-- START OF Supplied material --

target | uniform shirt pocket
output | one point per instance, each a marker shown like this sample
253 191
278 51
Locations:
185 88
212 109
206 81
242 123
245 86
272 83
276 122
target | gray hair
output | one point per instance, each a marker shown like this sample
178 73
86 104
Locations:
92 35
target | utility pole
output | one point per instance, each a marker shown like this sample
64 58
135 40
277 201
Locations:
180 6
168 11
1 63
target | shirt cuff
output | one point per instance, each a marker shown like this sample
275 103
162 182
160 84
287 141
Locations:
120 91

-- END OF Supplied material --

*Task objective*
Recast all of the lines above as a numbered list, omitting any blank lines.

*Result for this exercise*
1. target | uniform shirt pocket
2. output | one point per instance, each a marker shown like this sample
3. 253 191
4. 278 51
5. Locations:
6. 185 88
7. 212 109
8. 206 81
9. 242 123
10. 245 86
11. 272 83
12. 276 122
13. target | gray hair
14. output | one point per instance, each a marker shown like this sample
15. 178 73
16. 86 104
17. Locations:
18. 92 35
19. target | utility pole
20. output | one point per instance, each a marker shown like this sample
21. 64 58
22. 135 40
23. 277 201
24. Locations:
25. 180 6
26. 168 11
27. 1 63
28. target | shirt cuff
29. output | one point per instance, each a marker shown like this sample
30. 275 103
31. 162 182
32. 160 84
33. 287 141
34. Locations:
35. 120 91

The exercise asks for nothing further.